__Exercise description__: Take the lines in the records below, starting with the line that contains "Put a marker on every instance of the red" and going on through the line that contains "Target: red apple", and lay them out as a numbered list with blank lines dropped. Leave the pictures out of the answer.

start Records to use

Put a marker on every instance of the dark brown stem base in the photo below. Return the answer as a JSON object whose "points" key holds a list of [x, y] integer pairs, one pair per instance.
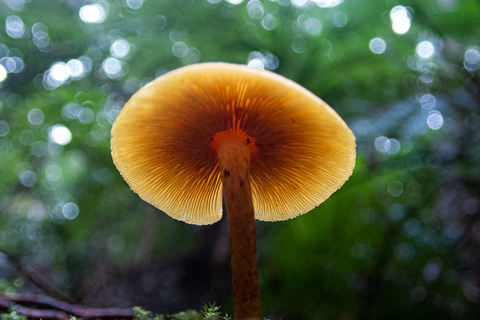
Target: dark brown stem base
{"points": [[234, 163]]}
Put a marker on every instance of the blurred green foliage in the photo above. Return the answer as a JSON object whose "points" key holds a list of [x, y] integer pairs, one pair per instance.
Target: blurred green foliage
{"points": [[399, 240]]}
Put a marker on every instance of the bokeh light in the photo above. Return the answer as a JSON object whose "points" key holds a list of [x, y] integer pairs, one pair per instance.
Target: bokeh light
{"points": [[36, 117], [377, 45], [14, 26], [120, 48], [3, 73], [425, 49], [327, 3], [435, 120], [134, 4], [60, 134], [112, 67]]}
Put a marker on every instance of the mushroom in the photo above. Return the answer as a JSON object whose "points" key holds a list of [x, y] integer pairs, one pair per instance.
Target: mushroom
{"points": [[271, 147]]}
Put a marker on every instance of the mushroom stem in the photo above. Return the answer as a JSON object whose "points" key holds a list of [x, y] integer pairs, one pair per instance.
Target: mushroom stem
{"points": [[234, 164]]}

end Records to use
start Records to use

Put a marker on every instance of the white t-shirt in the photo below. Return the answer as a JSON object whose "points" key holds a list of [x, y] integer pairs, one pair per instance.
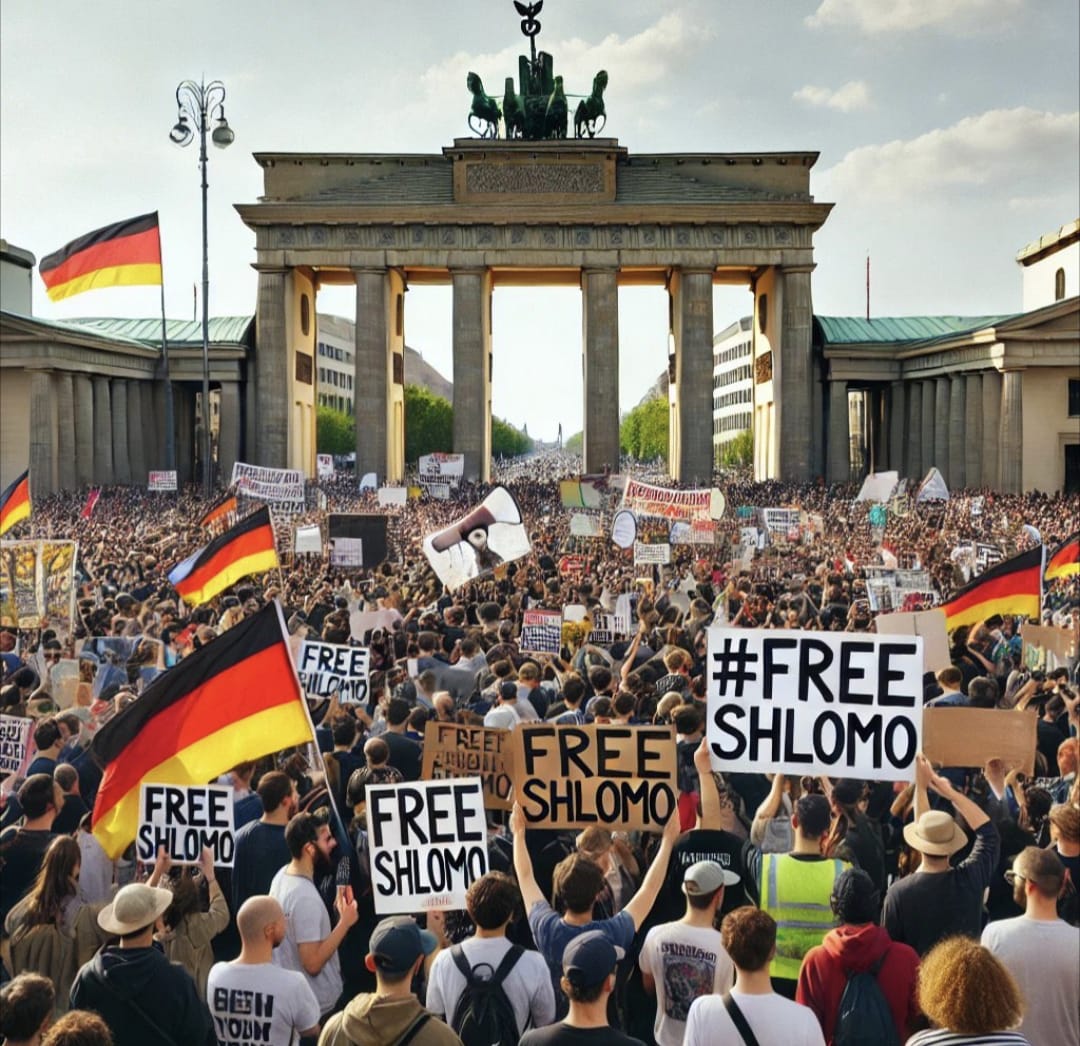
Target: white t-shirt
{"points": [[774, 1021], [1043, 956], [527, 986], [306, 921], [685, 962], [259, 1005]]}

end Records to use
start Records to use

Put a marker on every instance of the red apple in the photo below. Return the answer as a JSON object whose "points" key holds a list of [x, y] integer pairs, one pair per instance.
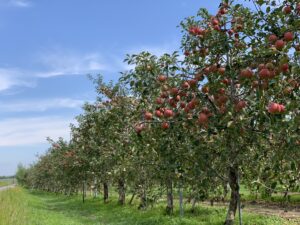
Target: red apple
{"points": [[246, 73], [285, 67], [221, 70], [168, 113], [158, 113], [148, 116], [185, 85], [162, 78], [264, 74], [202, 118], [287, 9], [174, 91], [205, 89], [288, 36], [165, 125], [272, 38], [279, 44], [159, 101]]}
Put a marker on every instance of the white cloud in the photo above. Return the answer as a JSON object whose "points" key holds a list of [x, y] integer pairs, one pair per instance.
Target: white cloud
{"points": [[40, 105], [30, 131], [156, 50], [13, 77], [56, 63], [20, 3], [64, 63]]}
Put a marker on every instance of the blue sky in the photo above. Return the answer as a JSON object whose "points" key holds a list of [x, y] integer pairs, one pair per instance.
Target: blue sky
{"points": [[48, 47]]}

end Records to use

__Solved exercise__:
1. Put a marker on every instance of the red apple in the photo below. Return the answer as a JSON object whose "points" key holds a list of [x, y] integer pairs, one pair per instance.
2. Target: red apple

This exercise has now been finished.